__Description of the task__: The text below is a passage about a Graham Norton show. List every guest it names on that show.

__Reading passage__:
■ ■ ■ ■ ■ ■ ■

Scotland’s Jesus: The Only Officially Non-racist Comedian (30 page)

The guests are Butler, Martin Freeman and Amy Pond from
Dr Who
, who enter one after the other with a real frisson of tension, as if Butler had tried to finger everybody in the green room. This is quite a common set-up for the Graham Norton couch, where one alpha male flirts with an attractive woman, while a less potent man looks on, stricken.

What follows is a shifting and uneasy dreamscape that can be seen as a satire on the nature of celebrity, a chilling expressionist commentary on how we can never truly communicate, and even just a show that was knocked together with a kind of bored contempt for the human mind.

Butler lunges at an anecdote about a kilt but claims never to have worn one. A fan in the audience shouts out that he wore one to a première that Tuesday. Butler’s eyes swivel with the amazed wonder of a time traveller. He then attempts an anecdote about surfing that falls a little flat. Norton shrieks, ‘Not exactly comedy gold!’, idly dismissing this little tidbit of Butler’s life that’s offered up to him, like some mischievous sprite from a lost Shakespeare play.

There’s a heavy, musky sense of sexual threat throughout. Amy Pond looks both excited and frightened, and would clearly bolt if she were a horse. Martin Freeman wears a mask of acceptance that he’s to be overshadowed both professionally and sexually. It’s a mask that questions how appalling Butler would have to be to lose the admiration of the crowd or the girl, that says even a sudden shift into a spasmodically delivered murder confession might not be quite enough.

Then somewhere, somehow, a complex helmet that boosts the wearer’s psychic abilities must have been handed to the young William Burroughs, because it transpires that the little Jack Russell from the film
The Artist
is to make an appearance, re-enacting Butler’s surfing anecdote to thunderous applause.

We have to weave our own dramas around shows like this simply because to take them as they are meant would be too harrowing. This is the kind of imagination that our dead culture has forced on us. Like a kung fu monk, held by his enemies at the bottom of an old well, we use the power of our minds to create a paradise of rolling hills, peopled by imaginary families, having imaginary kung fu themed adventures in our starless prison.

So, we’re in a cultural desert. The great TV and cinema and public intellectuals that I grew up with have been blasted into sand. What qualities there are in our culture now are just the mirages we project on to great piles of nothing. But what’s culture, anyway? Culture is simply a machine designed to get you to think within certain fixed parameters. Culture isn’t your buddy. Your culture is a series of products designed to advance the status or wealth of a stranger, and anyone who it hasn’t caused to completely give in to despair by their late twenties is just shallow.

■ ■ ■ ■ ■ ■ ■

__Records supplied__:
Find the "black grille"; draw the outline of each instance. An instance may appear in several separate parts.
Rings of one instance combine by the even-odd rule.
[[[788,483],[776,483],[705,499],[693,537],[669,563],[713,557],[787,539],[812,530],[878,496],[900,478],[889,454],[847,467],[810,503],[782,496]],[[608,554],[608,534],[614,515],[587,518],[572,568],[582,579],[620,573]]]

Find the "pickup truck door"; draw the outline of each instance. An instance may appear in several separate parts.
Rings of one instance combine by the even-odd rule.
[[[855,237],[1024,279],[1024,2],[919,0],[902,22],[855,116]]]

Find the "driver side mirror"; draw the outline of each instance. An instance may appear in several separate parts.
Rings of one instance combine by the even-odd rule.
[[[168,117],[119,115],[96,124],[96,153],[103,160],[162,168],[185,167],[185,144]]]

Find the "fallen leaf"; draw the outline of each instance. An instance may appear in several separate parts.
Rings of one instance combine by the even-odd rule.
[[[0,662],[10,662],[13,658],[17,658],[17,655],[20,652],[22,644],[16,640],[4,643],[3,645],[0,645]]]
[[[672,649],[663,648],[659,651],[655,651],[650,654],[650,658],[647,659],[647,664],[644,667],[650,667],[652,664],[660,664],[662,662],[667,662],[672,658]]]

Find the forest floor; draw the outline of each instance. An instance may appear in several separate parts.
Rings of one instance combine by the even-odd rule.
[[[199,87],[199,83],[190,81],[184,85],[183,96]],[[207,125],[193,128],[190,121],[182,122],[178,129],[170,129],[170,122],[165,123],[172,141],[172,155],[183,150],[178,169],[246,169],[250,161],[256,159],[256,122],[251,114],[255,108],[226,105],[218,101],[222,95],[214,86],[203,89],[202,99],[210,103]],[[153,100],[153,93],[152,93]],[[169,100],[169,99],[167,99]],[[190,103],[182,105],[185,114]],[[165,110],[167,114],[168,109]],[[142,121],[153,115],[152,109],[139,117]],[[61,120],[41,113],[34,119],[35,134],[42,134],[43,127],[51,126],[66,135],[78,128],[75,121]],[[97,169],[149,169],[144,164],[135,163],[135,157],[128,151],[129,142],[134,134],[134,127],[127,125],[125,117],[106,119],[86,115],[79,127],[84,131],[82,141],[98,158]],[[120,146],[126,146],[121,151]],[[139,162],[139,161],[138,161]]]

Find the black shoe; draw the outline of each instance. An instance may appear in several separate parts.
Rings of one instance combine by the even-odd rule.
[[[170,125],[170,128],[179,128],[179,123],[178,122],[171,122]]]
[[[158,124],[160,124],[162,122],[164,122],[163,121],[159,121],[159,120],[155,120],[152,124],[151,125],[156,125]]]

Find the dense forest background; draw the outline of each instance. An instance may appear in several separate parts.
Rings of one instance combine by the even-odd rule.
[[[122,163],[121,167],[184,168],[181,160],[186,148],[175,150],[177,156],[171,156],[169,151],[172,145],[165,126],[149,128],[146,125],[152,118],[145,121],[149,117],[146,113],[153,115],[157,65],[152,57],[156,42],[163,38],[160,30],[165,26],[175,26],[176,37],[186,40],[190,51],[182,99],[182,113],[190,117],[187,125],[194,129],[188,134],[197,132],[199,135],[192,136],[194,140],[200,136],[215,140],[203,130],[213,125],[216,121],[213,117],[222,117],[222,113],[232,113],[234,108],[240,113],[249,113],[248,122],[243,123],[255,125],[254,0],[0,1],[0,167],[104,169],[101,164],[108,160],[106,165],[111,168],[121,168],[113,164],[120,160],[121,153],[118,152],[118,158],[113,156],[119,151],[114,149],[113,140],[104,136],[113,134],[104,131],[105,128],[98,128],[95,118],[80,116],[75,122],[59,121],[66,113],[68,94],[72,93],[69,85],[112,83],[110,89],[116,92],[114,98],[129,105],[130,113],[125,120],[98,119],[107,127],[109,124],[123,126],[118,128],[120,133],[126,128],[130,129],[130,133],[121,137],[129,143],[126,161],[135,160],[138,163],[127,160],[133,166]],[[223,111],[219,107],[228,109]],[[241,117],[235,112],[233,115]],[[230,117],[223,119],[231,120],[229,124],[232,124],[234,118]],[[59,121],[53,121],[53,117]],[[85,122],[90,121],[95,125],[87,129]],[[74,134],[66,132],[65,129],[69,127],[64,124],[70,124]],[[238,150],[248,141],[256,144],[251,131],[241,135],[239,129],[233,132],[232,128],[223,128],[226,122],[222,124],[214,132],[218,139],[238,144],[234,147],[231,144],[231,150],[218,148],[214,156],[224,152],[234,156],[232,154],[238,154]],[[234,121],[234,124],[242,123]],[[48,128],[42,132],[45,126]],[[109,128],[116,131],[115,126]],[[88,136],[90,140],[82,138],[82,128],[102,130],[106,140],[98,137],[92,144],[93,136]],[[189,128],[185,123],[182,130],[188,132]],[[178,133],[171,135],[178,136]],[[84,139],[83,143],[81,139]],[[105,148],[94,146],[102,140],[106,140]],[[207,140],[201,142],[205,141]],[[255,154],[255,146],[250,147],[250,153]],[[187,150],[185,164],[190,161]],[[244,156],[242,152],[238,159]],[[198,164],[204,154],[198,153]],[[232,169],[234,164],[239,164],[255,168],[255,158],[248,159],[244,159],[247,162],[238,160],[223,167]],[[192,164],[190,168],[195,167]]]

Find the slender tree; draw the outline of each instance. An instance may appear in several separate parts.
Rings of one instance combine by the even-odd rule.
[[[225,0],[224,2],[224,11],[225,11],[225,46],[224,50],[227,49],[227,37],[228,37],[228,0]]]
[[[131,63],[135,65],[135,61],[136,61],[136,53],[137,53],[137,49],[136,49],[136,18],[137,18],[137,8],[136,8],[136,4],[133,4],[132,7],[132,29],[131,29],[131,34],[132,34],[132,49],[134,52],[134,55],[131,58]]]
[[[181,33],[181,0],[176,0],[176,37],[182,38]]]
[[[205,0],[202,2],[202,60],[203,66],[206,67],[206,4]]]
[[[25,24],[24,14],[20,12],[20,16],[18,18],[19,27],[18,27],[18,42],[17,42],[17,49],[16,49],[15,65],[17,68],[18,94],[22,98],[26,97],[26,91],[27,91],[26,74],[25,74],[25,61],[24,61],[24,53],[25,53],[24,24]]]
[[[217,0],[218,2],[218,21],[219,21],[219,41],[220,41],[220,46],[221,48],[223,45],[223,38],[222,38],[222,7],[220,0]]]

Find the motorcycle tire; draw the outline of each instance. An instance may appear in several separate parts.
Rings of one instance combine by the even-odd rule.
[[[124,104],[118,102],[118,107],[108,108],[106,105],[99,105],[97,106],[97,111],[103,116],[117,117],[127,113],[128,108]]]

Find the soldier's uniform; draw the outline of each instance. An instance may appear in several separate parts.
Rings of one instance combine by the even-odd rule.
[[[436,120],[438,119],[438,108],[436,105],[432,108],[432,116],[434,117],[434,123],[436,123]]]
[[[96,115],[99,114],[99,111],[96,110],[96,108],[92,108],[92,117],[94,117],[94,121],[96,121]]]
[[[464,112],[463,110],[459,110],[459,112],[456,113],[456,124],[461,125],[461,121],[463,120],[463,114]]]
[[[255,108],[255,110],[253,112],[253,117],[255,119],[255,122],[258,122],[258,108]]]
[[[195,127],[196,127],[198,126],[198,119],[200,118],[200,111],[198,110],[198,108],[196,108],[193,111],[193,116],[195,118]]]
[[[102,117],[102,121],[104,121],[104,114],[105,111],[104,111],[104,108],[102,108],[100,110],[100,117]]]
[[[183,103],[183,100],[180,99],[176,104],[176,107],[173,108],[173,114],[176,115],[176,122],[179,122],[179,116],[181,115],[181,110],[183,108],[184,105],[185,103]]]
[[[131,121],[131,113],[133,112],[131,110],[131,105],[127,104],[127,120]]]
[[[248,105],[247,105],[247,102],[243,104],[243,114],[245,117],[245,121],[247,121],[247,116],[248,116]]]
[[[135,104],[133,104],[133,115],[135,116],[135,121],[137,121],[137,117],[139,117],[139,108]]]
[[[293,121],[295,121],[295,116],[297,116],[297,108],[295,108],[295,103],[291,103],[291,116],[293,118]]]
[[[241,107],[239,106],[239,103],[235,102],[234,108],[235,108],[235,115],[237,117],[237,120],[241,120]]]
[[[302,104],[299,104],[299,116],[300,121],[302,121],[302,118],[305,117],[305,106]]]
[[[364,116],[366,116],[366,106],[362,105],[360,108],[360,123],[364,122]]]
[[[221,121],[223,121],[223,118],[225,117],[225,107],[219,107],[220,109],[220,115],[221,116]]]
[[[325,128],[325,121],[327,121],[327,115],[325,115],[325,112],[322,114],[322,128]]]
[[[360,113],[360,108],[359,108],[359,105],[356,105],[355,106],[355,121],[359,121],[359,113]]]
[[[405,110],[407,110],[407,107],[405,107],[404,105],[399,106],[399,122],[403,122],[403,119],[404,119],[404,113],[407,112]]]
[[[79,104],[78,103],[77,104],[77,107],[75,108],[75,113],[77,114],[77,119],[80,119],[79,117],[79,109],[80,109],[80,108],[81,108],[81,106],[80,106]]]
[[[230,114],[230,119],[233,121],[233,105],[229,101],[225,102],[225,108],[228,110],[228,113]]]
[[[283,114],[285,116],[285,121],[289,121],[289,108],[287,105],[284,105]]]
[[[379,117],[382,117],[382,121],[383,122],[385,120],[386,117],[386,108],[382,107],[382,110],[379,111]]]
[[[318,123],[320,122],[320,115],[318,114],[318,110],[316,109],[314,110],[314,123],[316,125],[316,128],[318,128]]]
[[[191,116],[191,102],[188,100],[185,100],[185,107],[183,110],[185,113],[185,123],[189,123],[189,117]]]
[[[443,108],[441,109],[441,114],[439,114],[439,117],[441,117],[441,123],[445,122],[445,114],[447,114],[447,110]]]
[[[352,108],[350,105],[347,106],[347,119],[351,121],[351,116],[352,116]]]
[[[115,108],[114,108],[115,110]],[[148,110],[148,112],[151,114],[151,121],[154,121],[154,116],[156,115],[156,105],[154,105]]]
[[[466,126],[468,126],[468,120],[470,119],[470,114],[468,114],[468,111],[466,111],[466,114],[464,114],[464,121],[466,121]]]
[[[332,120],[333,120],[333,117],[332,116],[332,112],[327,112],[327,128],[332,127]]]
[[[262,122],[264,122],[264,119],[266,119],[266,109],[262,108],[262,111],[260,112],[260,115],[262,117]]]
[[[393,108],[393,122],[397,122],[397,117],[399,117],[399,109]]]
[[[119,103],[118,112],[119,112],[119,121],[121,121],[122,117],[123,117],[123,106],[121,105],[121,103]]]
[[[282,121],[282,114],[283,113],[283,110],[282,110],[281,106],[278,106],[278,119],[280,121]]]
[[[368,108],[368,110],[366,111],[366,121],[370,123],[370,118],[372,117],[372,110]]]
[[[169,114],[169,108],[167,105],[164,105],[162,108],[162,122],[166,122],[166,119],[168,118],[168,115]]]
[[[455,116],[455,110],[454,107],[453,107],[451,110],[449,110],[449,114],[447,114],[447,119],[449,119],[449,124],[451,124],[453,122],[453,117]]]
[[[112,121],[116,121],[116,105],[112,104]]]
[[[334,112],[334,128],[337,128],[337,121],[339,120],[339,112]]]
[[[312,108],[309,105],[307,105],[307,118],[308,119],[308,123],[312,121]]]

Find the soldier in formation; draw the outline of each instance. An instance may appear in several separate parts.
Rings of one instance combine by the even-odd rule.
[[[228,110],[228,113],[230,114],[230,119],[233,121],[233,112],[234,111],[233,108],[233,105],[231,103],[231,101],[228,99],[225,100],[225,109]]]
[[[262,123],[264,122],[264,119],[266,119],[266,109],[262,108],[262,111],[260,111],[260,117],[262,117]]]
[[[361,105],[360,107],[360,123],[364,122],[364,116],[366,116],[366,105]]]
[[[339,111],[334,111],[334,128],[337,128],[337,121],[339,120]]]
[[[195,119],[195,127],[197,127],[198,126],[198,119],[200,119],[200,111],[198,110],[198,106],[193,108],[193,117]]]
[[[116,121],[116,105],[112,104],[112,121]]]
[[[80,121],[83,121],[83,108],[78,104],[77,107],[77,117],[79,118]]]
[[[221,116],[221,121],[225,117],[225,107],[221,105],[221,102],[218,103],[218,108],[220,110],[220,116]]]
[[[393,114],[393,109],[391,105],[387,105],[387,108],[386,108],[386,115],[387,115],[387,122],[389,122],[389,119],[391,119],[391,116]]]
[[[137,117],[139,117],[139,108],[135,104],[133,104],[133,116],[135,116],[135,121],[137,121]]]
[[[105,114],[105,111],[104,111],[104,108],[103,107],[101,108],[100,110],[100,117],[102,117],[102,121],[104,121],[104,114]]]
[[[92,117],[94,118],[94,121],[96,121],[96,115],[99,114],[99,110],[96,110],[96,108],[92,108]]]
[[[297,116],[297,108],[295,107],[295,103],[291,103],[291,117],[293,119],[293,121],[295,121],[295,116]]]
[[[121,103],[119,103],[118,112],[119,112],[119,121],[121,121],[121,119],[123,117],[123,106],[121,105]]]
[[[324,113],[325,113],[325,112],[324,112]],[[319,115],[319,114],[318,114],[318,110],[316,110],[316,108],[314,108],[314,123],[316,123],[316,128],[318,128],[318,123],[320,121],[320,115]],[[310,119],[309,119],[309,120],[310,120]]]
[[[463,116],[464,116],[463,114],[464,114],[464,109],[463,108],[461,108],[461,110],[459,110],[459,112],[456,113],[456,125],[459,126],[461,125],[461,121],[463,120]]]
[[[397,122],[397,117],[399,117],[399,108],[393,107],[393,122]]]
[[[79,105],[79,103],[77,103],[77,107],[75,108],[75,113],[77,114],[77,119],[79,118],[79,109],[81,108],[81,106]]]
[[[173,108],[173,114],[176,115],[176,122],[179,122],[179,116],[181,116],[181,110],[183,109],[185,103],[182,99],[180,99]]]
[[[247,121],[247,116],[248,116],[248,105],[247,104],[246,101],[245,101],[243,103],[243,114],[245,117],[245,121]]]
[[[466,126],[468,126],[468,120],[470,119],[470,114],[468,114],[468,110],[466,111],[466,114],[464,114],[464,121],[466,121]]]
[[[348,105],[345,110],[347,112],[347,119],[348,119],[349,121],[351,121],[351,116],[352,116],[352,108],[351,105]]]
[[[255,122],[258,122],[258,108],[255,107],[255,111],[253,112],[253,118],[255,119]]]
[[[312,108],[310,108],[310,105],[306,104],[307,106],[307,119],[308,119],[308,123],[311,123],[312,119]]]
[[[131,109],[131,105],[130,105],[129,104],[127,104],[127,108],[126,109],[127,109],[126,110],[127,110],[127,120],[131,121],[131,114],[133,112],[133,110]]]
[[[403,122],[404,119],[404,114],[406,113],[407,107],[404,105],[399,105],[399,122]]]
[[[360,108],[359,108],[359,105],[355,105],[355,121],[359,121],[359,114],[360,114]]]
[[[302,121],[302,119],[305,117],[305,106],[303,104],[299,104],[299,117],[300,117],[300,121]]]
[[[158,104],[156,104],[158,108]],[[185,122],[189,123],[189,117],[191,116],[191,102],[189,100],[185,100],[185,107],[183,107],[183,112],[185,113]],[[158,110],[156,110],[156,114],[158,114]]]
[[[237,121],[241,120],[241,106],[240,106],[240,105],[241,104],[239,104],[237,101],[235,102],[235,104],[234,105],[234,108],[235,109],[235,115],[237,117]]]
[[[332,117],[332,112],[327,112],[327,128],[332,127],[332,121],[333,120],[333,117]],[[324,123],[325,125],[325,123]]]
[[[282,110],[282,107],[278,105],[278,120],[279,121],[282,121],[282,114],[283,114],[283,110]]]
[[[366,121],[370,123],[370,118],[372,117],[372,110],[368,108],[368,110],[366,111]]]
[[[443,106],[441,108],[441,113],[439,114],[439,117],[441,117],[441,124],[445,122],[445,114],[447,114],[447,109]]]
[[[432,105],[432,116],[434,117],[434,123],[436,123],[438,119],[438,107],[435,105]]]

■ ■ ■ ■ ■ ■ ■

__Task solution__: Butler, Martin Freeman, Amy Pond